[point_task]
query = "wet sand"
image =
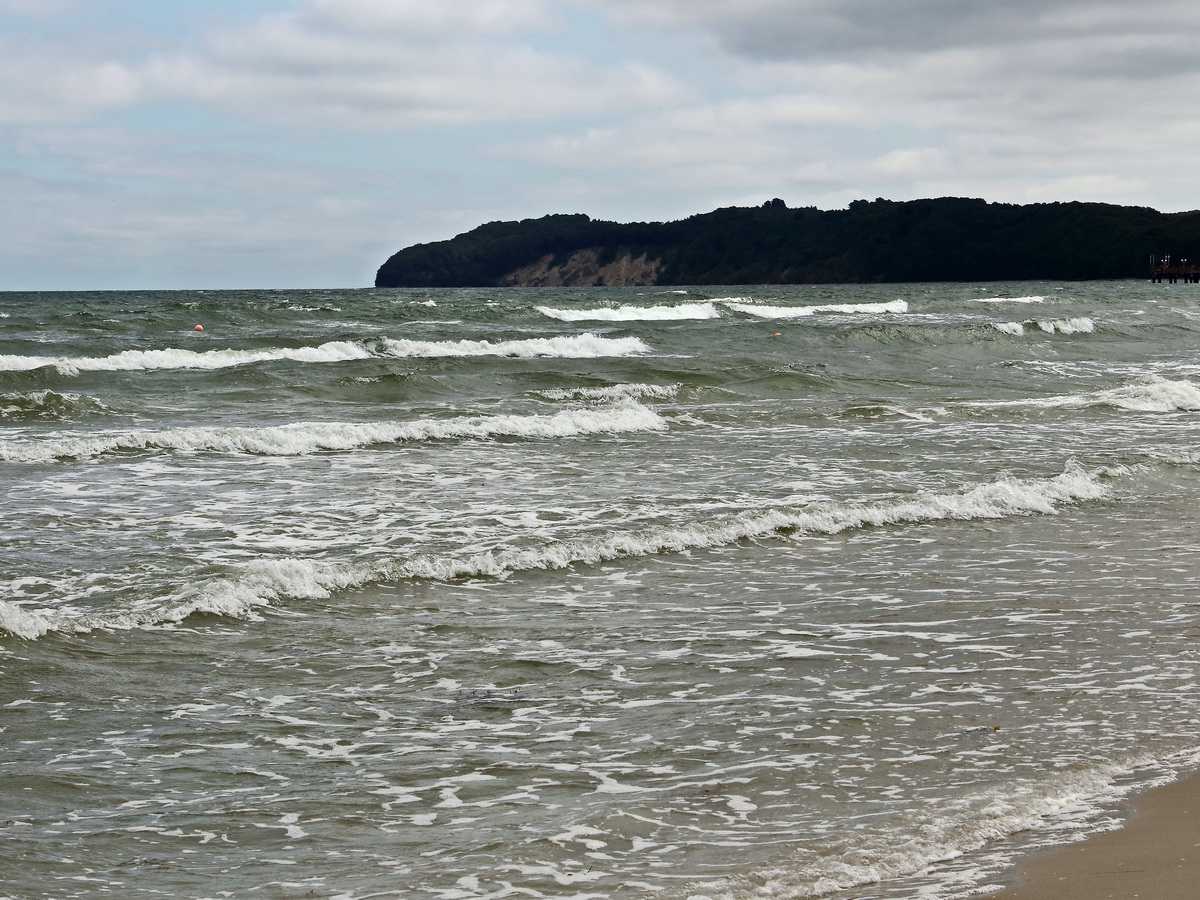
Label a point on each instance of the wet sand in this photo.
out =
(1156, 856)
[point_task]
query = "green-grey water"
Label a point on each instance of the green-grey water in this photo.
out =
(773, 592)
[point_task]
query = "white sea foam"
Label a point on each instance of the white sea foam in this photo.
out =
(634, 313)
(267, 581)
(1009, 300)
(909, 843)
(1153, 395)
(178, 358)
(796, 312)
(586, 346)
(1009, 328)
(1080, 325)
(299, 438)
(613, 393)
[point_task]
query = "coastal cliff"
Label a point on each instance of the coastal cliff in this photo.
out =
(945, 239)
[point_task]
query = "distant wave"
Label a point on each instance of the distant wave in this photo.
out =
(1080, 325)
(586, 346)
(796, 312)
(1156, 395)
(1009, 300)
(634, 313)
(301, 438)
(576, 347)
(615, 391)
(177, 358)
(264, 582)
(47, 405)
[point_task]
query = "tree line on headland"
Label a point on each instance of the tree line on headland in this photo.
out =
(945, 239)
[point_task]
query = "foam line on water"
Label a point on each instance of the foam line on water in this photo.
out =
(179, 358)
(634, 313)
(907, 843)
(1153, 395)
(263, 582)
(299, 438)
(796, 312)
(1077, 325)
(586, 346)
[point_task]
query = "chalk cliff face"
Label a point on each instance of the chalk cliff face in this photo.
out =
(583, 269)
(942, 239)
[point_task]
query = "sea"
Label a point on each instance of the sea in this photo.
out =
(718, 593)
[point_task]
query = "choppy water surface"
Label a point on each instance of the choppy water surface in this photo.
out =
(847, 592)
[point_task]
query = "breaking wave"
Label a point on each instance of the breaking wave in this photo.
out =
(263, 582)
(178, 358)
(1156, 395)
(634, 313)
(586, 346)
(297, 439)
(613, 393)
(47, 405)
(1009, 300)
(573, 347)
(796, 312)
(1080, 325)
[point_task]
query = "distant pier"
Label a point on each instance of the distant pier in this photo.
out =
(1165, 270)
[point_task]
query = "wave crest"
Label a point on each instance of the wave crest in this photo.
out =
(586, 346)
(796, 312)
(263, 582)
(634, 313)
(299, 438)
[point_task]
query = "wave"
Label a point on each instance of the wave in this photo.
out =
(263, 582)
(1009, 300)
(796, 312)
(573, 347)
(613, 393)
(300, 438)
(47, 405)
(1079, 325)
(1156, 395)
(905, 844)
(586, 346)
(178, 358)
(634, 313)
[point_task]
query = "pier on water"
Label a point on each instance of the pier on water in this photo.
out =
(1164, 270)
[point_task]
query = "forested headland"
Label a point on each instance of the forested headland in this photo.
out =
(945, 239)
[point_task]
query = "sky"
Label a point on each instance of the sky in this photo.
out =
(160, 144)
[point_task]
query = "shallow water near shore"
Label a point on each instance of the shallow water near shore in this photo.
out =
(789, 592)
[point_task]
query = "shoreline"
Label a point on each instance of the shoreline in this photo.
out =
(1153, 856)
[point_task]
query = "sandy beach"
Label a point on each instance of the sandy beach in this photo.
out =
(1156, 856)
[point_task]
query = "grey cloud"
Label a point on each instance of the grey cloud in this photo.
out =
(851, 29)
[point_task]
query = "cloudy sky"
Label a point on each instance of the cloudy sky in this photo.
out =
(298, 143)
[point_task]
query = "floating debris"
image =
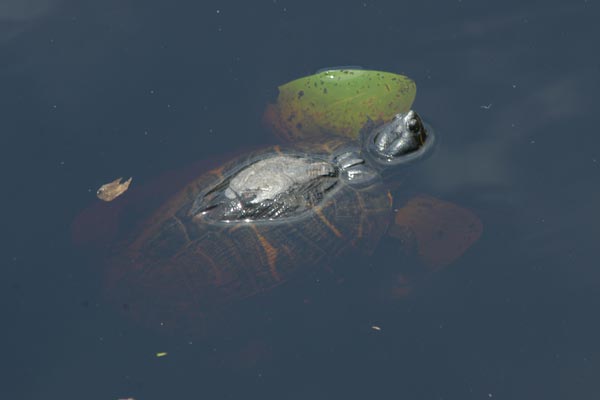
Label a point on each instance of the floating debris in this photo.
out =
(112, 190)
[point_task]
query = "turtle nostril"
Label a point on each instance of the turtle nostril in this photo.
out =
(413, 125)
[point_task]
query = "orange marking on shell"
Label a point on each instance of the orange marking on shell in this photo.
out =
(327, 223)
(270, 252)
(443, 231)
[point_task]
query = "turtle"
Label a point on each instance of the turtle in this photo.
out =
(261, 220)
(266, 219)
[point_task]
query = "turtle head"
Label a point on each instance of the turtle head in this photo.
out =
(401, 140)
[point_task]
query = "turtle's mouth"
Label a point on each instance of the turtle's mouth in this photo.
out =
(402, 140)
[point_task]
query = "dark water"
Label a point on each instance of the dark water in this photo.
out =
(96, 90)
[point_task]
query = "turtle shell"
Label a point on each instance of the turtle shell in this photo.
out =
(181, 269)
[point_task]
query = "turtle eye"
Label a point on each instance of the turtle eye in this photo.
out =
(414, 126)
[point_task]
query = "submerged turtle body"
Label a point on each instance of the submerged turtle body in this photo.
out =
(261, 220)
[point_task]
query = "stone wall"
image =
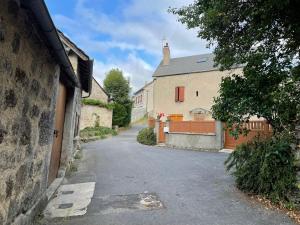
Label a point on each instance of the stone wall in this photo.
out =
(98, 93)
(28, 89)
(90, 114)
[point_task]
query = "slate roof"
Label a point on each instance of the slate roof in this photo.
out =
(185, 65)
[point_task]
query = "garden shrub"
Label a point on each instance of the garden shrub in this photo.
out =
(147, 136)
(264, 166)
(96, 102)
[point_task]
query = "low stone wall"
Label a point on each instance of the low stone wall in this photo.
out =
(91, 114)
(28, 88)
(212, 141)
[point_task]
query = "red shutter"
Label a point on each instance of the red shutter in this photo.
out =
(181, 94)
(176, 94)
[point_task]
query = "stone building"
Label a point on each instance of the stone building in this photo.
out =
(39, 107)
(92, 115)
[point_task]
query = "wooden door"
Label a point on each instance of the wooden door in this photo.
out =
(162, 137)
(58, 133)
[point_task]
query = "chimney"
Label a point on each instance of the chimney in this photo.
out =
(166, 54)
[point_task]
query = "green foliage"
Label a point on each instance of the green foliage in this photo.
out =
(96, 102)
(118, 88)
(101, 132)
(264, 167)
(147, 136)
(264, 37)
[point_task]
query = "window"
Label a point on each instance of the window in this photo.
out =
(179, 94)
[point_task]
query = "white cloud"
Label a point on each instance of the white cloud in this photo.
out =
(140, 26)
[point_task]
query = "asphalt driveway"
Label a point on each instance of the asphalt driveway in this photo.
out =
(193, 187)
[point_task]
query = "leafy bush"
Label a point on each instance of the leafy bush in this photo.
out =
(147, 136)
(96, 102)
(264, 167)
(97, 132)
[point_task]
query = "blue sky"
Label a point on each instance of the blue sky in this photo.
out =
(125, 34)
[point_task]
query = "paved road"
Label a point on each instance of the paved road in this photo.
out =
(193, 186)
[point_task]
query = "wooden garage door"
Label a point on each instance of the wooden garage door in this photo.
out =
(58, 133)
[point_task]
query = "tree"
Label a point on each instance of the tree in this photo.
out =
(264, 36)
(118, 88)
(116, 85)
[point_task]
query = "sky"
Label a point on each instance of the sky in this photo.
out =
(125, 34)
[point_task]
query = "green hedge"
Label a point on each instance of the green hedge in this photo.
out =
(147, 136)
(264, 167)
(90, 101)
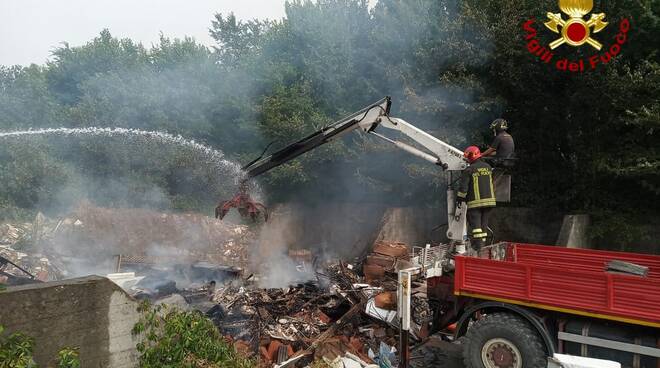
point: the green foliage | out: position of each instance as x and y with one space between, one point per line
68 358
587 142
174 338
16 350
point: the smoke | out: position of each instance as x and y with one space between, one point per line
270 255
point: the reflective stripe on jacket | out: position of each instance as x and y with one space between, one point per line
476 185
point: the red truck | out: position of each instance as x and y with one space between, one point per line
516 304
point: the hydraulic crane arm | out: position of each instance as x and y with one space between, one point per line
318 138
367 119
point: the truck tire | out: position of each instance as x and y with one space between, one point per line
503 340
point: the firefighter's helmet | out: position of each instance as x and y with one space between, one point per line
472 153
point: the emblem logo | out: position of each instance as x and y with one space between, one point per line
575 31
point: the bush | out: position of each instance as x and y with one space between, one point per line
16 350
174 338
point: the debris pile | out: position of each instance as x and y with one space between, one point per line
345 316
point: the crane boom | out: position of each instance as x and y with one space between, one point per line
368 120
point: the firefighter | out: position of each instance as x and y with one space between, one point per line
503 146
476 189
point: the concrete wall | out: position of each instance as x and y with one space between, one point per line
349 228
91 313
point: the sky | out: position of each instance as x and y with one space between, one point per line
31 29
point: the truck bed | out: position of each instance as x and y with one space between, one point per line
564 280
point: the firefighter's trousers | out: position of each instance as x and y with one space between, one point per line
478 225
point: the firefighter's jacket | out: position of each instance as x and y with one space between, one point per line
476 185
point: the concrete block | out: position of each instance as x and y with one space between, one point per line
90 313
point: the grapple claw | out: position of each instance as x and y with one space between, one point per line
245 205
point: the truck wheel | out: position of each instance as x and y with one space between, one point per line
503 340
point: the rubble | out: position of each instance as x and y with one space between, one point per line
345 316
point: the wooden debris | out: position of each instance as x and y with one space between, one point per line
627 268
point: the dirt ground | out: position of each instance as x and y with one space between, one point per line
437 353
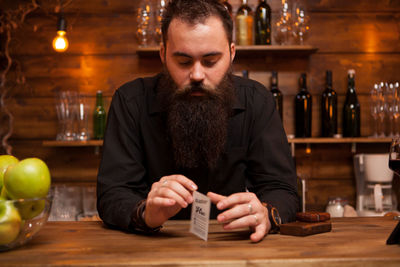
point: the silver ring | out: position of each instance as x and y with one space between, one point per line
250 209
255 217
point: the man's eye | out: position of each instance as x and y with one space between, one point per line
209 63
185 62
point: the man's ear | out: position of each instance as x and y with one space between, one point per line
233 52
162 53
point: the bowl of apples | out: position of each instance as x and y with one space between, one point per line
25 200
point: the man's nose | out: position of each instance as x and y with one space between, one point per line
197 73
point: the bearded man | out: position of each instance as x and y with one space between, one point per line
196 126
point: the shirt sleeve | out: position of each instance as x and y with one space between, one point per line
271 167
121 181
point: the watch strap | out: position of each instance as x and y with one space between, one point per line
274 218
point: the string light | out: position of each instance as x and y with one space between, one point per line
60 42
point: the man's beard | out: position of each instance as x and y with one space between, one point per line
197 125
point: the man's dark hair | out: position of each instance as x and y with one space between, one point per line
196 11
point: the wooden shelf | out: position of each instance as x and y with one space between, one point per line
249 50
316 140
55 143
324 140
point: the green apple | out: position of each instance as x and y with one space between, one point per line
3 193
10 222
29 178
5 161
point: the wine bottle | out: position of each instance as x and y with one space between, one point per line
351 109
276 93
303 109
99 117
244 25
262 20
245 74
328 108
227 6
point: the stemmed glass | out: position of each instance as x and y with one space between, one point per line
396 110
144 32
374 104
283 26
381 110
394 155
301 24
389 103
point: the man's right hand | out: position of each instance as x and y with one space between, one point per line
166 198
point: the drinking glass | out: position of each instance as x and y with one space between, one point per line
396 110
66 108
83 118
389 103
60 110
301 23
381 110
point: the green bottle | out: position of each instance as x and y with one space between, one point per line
* * * * *
PROBLEM TO WORK ON: Pull every line containing the word "cloudy" out of the material and copy it.

FINISHED EXERCISE:
query = "cloudy sky"
Label a point on each instance of the cloudy sky in this photo.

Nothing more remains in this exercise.